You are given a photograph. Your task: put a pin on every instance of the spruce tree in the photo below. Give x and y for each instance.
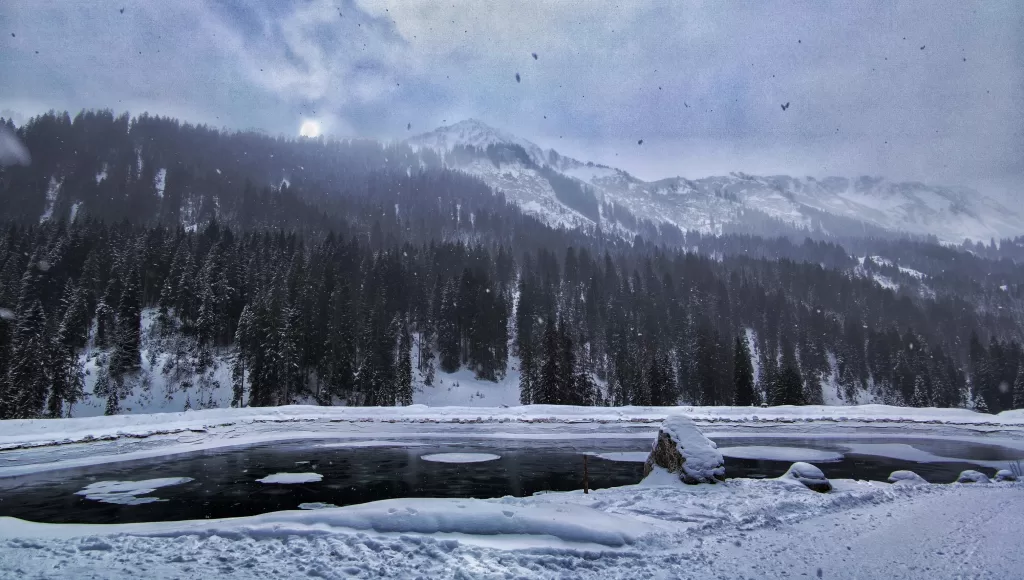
(546, 390)
(68, 377)
(742, 375)
(921, 396)
(404, 385)
(449, 335)
(1019, 387)
(28, 380)
(340, 358)
(126, 358)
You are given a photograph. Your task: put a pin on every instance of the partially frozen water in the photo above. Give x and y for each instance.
(225, 483)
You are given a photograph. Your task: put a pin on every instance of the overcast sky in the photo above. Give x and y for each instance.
(929, 90)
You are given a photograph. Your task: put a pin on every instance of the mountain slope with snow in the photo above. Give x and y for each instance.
(714, 205)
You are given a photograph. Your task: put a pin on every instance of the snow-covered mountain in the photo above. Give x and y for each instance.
(565, 191)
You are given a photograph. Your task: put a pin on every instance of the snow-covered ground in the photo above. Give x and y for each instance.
(34, 432)
(657, 529)
(740, 529)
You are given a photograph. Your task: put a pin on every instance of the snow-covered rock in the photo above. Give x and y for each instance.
(809, 475)
(906, 478)
(1006, 475)
(972, 477)
(683, 450)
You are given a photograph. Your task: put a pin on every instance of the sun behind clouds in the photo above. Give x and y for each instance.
(309, 128)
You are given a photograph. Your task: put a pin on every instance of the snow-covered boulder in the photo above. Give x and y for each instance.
(681, 449)
(1006, 475)
(972, 477)
(809, 475)
(906, 478)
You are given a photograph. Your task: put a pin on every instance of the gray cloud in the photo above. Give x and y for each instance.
(864, 96)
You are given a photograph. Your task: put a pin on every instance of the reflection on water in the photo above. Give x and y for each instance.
(224, 482)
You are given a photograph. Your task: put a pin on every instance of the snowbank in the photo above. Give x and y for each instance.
(419, 515)
(739, 529)
(906, 478)
(780, 453)
(32, 432)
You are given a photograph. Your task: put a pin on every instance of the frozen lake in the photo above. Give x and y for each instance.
(263, 478)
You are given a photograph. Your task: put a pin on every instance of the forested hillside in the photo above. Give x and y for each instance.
(378, 264)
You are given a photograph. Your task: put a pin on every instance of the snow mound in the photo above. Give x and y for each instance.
(460, 457)
(627, 456)
(682, 449)
(780, 453)
(1006, 475)
(972, 477)
(126, 493)
(906, 478)
(808, 475)
(292, 479)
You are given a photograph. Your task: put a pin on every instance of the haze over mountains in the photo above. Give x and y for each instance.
(736, 202)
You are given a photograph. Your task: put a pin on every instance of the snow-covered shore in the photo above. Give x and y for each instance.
(656, 529)
(36, 432)
(740, 529)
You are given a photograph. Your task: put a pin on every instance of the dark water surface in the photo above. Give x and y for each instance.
(224, 480)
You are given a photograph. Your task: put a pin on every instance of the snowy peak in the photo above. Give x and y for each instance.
(472, 132)
(543, 184)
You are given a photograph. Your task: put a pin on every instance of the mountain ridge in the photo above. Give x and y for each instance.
(716, 204)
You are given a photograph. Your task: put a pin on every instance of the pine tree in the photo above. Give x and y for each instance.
(546, 390)
(28, 380)
(449, 335)
(126, 358)
(292, 374)
(566, 394)
(921, 396)
(69, 378)
(742, 375)
(244, 343)
(340, 350)
(790, 385)
(1019, 387)
(404, 386)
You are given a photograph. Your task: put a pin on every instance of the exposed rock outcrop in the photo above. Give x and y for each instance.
(1006, 475)
(683, 450)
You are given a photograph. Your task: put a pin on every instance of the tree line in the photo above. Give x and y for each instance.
(338, 321)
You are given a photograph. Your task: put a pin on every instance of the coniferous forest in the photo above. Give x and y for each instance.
(337, 272)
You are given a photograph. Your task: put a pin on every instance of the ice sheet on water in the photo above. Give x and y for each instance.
(373, 443)
(127, 493)
(460, 457)
(628, 456)
(780, 453)
(287, 479)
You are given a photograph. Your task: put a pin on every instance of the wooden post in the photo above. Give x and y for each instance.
(586, 483)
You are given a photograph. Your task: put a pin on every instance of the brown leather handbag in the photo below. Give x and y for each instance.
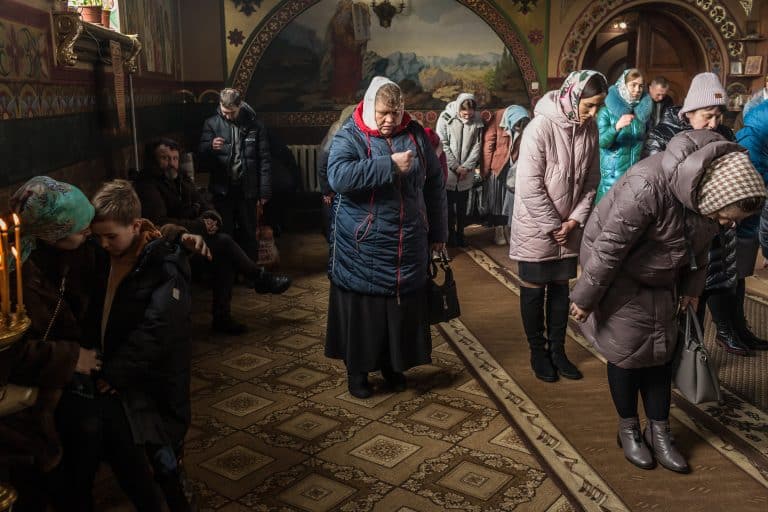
(696, 374)
(443, 299)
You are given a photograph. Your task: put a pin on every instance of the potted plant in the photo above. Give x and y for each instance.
(106, 11)
(90, 10)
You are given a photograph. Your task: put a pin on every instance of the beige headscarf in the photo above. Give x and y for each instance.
(727, 180)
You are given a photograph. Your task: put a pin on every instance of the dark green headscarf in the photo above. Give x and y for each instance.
(49, 210)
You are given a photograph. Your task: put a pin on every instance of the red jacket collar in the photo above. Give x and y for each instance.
(358, 117)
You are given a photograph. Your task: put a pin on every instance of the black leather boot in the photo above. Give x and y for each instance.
(532, 312)
(564, 367)
(742, 326)
(728, 339)
(395, 380)
(267, 282)
(557, 323)
(358, 385)
(657, 435)
(631, 440)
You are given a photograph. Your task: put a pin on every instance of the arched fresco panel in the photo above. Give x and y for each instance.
(581, 33)
(321, 57)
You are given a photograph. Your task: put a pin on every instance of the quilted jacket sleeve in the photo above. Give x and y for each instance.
(531, 170)
(627, 221)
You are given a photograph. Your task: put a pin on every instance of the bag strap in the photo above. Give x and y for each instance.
(62, 290)
(692, 323)
(443, 260)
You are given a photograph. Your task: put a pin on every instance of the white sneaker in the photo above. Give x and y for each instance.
(499, 238)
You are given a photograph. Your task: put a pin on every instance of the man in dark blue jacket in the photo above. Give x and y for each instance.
(235, 148)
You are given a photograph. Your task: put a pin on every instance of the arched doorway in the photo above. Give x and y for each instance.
(657, 42)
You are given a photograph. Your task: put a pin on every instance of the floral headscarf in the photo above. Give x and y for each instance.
(621, 87)
(49, 210)
(570, 92)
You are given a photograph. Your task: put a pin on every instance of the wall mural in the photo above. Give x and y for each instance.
(324, 59)
(155, 21)
(581, 33)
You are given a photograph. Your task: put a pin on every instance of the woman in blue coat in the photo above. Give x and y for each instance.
(389, 208)
(623, 124)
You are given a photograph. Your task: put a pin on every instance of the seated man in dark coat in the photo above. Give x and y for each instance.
(168, 196)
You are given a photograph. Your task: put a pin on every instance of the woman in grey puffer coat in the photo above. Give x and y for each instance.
(644, 257)
(557, 175)
(460, 127)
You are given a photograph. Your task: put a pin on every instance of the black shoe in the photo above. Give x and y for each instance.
(395, 380)
(358, 386)
(542, 366)
(726, 336)
(268, 282)
(228, 325)
(560, 361)
(750, 340)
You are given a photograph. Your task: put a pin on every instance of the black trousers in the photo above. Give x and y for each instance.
(457, 212)
(228, 260)
(238, 215)
(92, 430)
(654, 384)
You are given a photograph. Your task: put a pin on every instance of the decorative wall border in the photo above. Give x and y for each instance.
(594, 15)
(277, 20)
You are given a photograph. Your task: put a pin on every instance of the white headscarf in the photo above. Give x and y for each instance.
(369, 100)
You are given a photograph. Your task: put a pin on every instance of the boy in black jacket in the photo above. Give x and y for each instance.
(142, 323)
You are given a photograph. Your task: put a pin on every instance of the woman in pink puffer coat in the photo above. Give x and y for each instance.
(557, 175)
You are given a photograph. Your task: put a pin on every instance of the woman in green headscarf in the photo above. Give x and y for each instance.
(623, 126)
(55, 219)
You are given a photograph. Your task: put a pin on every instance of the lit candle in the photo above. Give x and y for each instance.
(6, 290)
(17, 254)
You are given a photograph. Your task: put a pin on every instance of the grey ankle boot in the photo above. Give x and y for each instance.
(630, 439)
(657, 435)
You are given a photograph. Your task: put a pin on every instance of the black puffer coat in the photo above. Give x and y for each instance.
(671, 124)
(254, 151)
(722, 273)
(146, 342)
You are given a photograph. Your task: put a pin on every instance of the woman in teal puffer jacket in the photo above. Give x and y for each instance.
(623, 125)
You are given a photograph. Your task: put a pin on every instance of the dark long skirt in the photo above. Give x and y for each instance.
(543, 272)
(495, 191)
(369, 332)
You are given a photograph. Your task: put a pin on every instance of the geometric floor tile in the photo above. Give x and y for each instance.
(473, 387)
(294, 314)
(385, 451)
(508, 438)
(366, 402)
(302, 377)
(297, 342)
(316, 493)
(308, 425)
(439, 416)
(246, 362)
(242, 404)
(474, 480)
(237, 462)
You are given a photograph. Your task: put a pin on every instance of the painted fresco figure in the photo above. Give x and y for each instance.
(347, 37)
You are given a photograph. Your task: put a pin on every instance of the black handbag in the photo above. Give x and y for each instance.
(443, 300)
(695, 375)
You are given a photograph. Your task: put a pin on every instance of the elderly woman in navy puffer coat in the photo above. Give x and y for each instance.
(389, 211)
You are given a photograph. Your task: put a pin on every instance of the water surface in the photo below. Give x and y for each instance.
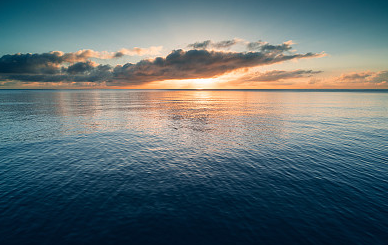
(193, 167)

□ □ □ □ □

## Your goal
Leave out every picture, and write out exactly the lines from the one bearing "of the painted" through the final line.

## The reply
You are given a photograph. Your task: put a pin on every instance of the painted fresco figure in the photo above. Give x and y for each instance.
(347, 37)
You are given a photograph. Your task: put a pin on every instance of the black handbag in the photo above. Give x and y for each instance.
(443, 300)
(695, 375)
You are given a photograph. Your task: put a pin on every instance of the elderly woman in navy puffer coat in the photo above. Give x and y for each instance.
(389, 211)
You are given a photograph. Your task: put a pin on every instance of the water surface in the photo below. Give x and y for each instance.
(193, 167)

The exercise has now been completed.